■ Document extract ■
Looking back, is there anything you would do differently? Both in your books or in your publishing process?
In the books, a couple of things. There are a few too many named characters in Empire’s Daughter, but the one thing I perhaps regret is not giving the characters Cillian and Sorley, who are introduced in Empire’s Hostage, more history. There is a difficult relationship between them that is not revealed until Empire’s Exile, and perhaps it should have been briefly introduced in Hostage. But I would have had to have known about it, and I didn’t – it emerged as a subplot only after Sorley reappeared in the third book, which I hadn’t planned for him to do. In publishing, no. I like the freedom of indie publishing. I am not writing to market or being told by an editor to change something major. (Well, I have been, but it’s my choice to listen or not.) I like the community of other indie writer friends I have. I don’t much like marketing, but my traditionally published friends have to do that too.
The most important question, the most burning one for me, personally- will there be more? 🙂
Well, by the time this interview is published I should be done the first draft of Empire’s Heir, Book II of the second trilogy, Empire’s Reprise, with September publication planned. I won’t say too much about it, except that one of the two narrators – my first time with a two point-of-view narration – is Cillian – which I suspect will make a number of my readers happy. It takes us back to a setting used in Empire’s Exile (Book III of Empire’s Legacy) and almost all the familiar main characters from Legacy are there, if somewhat older.
Other than that, subscribers to my monthly newsletter are getting a prequel story in instalments, and as well as the third book of the current trilogy, I think there will be another novella or two. Druisius is being rather insistent he has a story to tell too.

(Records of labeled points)
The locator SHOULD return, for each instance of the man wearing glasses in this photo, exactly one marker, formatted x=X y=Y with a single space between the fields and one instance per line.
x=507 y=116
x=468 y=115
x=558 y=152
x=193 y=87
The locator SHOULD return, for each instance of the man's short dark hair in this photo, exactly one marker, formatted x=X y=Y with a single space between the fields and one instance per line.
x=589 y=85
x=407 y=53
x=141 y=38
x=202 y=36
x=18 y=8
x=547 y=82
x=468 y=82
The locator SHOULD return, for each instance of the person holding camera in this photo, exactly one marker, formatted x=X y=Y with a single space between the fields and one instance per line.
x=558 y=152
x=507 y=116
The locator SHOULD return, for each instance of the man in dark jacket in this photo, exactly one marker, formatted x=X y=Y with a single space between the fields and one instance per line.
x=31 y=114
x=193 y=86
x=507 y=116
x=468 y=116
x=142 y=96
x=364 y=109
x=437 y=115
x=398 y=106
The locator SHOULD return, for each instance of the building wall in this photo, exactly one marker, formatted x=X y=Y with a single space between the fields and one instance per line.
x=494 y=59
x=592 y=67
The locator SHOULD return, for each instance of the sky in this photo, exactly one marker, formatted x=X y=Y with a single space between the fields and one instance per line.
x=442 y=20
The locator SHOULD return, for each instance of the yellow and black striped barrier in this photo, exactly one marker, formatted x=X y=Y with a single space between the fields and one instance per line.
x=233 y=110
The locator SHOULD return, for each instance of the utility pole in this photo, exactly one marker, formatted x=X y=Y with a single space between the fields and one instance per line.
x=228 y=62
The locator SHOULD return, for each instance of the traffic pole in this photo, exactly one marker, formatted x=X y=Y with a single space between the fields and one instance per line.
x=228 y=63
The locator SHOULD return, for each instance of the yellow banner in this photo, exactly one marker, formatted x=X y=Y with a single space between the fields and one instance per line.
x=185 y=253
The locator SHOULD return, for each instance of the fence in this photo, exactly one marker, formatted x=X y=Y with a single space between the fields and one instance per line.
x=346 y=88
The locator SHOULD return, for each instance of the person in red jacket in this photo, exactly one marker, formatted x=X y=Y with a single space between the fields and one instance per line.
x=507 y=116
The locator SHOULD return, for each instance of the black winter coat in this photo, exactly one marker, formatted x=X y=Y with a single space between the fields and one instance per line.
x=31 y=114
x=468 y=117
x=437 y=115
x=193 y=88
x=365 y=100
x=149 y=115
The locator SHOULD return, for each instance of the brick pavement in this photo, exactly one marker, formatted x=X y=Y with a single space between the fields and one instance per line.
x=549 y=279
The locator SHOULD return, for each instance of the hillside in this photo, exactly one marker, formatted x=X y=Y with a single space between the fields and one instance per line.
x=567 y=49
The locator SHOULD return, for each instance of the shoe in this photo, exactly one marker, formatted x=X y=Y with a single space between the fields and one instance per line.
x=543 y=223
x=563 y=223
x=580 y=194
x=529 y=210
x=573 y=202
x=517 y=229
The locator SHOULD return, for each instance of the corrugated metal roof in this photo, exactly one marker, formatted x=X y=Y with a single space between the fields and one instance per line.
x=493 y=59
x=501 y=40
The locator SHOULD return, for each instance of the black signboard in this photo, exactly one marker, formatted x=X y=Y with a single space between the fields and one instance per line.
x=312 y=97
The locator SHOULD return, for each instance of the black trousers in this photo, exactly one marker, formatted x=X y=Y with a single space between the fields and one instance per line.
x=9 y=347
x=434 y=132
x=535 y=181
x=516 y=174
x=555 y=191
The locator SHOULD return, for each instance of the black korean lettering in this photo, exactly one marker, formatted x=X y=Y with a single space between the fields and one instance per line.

■ Tasks to perform ■
#1 Please retype a part of the author interview above word for word, beginning at the words "The most important" and stopping after "to tell too.".
#2 According to the author interview, which character is one of the two narrators of Empire's Heir?

■ Answers for the exercise ■
#1
The most important question, the most burning one for me, personally- will there be more? 🙂
Well, by the time this interview is published I should be done the first draft of Empire’s Heir, Book II of the second trilogy, Empire’s Reprise, with September publication planned. I won’t say too much about it, except that one of the two narrators – my first time with a two point-of-view narration – is Cillian – which I suspect will make a number of my readers happy. It takes us back to a setting used in Empire’s Exile (Book III of Empire’s Legacy) and almost all the familiar main characters from Legacy are there, if somewhat older.
Other than that, subscribers to my monthly newsletter are getting a prequel story in instalments, and as well as the third book of the current trilogy, I think there will be another novella or two. Druisius is being rather insistent he has a story to tell too.

#2 Cillian